**SET EXERCISE**
Please copy every line of the items below that contains the word "media", matching its case exactly.

**RECORDS FOR THE EXERCISE**

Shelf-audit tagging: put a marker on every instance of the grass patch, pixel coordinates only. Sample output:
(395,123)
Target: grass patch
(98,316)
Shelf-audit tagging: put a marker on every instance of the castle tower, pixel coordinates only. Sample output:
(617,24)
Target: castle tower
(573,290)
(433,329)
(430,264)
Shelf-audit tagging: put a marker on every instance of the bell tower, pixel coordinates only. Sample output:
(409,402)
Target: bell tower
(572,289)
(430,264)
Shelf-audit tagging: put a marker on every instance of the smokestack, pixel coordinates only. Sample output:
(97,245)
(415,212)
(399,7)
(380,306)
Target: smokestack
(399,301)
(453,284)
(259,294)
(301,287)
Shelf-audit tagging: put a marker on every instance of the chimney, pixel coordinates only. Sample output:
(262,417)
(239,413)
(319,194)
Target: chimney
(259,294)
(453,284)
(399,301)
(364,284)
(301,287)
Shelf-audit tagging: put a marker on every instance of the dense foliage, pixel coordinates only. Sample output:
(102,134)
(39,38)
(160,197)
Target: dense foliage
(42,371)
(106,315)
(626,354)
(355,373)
---
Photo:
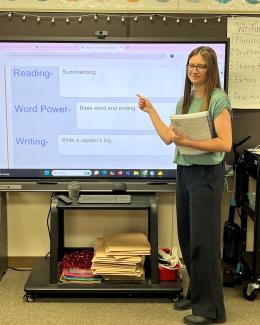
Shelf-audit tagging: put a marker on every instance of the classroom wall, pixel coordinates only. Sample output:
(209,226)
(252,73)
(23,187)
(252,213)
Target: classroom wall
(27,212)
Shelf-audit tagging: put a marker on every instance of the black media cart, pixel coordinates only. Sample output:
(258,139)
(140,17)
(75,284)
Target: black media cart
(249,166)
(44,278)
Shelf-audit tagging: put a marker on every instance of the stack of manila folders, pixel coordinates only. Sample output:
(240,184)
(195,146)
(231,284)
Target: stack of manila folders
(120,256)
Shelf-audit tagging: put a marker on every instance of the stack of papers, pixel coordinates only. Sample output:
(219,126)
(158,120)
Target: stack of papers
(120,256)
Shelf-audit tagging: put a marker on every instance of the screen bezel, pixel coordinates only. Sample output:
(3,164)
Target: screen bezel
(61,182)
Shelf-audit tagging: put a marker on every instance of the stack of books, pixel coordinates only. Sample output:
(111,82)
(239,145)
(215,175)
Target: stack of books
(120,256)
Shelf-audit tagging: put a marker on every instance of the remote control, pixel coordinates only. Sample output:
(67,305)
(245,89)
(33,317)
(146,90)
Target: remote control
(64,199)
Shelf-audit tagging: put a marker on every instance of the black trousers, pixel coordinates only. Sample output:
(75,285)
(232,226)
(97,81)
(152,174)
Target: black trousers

**FINISHED ANSWER**
Shelf-audit tagging: put a marker on every instance of the black media cart, pixel coordinates only. Sample output:
Target: black media cart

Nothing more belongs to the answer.